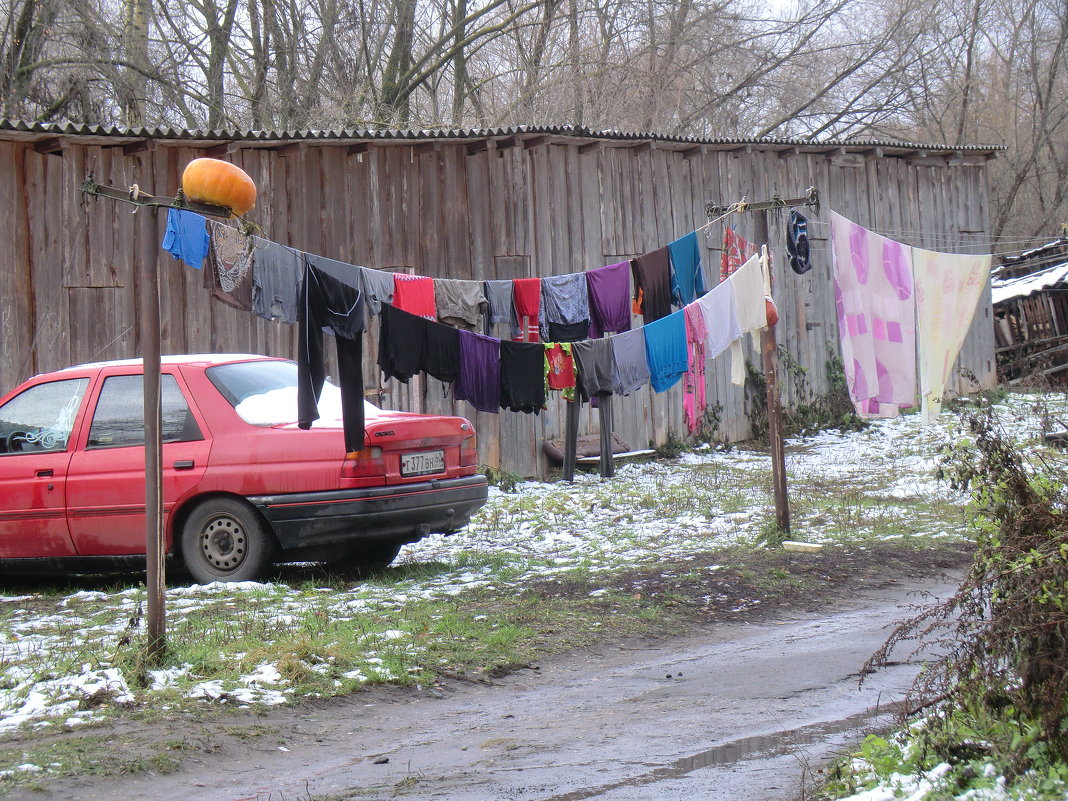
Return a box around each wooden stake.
[81,174,230,665]
[564,392,582,482]
[139,206,167,664]
[755,210,790,534]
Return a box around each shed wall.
[0,137,995,475]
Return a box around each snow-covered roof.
[990,262,1068,305]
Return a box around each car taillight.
[460,437,478,467]
[341,447,386,478]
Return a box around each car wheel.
[182,498,276,584]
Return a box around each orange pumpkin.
[182,158,256,217]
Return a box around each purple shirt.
[586,262,630,340]
[453,329,501,414]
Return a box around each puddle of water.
[544,703,901,801]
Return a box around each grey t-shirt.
[538,272,590,341]
[608,328,649,395]
[252,237,303,324]
[485,279,520,340]
[434,278,486,331]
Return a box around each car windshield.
[206,360,378,427]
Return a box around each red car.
[0,355,487,582]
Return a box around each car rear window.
[205,360,378,426]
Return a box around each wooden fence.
[0,126,995,475]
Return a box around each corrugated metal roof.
[990,262,1068,305]
[0,119,1005,154]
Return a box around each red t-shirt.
[393,272,438,320]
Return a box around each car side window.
[87,374,204,449]
[0,378,89,455]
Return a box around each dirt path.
[41,577,955,801]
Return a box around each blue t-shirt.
[642,310,689,392]
[163,208,211,269]
[668,231,705,305]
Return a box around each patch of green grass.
[0,733,196,792]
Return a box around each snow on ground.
[0,396,1064,747]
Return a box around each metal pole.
[597,395,615,478]
[755,210,790,534]
[139,207,167,662]
[564,392,582,482]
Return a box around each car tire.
[182,498,277,584]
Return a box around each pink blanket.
[831,211,916,418]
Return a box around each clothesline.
[163,209,770,451]
[808,219,1058,258]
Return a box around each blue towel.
[642,310,690,392]
[163,208,211,269]
[668,231,706,305]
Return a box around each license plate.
[401,451,445,475]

• _To do_: Extract each line of the data above that contains the string "roof", treating uppercase and lowercase letters as distinct.

• _Solution to this problem_:
Return a box around each snow-covered roof.
Return a box around each corrugated metal roof.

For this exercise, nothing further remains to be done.